Render each line of the items below as a row of a Markdown table with two columns, Line No. and Item Line, numbering the rows in order and omitting blank lines.

:: Records provided ::

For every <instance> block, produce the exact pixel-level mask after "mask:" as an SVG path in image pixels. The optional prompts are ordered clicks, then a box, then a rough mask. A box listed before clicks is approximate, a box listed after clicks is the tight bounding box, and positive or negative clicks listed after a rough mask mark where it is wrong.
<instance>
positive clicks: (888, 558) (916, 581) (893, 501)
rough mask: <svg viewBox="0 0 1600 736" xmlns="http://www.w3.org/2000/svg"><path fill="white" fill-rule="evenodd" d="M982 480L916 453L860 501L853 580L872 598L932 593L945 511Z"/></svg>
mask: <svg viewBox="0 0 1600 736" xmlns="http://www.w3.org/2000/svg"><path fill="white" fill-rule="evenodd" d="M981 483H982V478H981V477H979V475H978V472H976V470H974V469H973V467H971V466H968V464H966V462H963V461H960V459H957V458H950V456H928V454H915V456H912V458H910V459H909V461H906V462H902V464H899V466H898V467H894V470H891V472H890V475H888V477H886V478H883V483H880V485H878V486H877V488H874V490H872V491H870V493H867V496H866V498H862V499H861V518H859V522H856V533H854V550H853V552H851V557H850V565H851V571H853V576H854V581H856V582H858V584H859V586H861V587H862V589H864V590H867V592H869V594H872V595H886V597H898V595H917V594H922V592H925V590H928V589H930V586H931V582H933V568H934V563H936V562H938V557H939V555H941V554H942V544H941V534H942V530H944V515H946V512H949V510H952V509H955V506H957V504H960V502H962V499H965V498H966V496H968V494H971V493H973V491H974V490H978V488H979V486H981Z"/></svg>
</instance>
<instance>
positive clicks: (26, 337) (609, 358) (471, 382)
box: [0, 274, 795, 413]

:::

> Solved problem:
| Line No. | Item Line |
|---|---|
| 1 | For every <instance> block, produce the exact pixel-level mask after "mask:" as an SVG path in image pixels. The optional prompts are ordered clicks, then a box, then a rough mask. A box listed before clicks is approximate, a box listed after clicks is the tight bounding box, and positive or negative clicks listed after a rough mask mark where it is wrong. |
| 2 | <instance> |
| 3 | positive clicks: (888, 558) (916, 581) (893, 501) |
| 4 | rough mask: <svg viewBox="0 0 1600 736" xmlns="http://www.w3.org/2000/svg"><path fill="white" fill-rule="evenodd" d="M982 480L916 453L860 501L853 580L872 598L932 593L945 511Z"/></svg> |
| 5 | mask: <svg viewBox="0 0 1600 736" xmlns="http://www.w3.org/2000/svg"><path fill="white" fill-rule="evenodd" d="M981 483H982V478H981V477H979V475H978V472H976V470H974V469H973V467H971V466H968V464H966V462H963V461H960V459H957V458H950V456H928V454H915V456H912V458H910V459H909V461H906V462H902V464H899V466H898V467H894V470H891V472H890V475H888V477H886V478H883V483H880V485H878V486H877V488H874V490H872V491H870V493H867V496H866V498H862V499H861V518H859V522H856V533H854V550H853V552H851V557H850V565H851V571H853V576H854V581H856V582H858V584H859V586H861V587H862V589H864V590H867V592H869V594H872V595H886V597H898V595H917V594H922V592H925V590H928V589H930V586H931V582H933V568H934V563H936V562H938V557H939V555H941V554H942V544H941V534H942V530H944V515H946V512H949V510H952V509H955V506H957V504H960V502H962V499H965V498H966V496H968V494H971V493H973V491H974V490H978V488H979V486H981Z"/></svg> |
| 6 | </instance> |
| 7 | <instance> |
| 8 | positive clicks: (26, 337) (609, 358) (471, 382) |
| 9 | box: [0, 274, 795, 413] |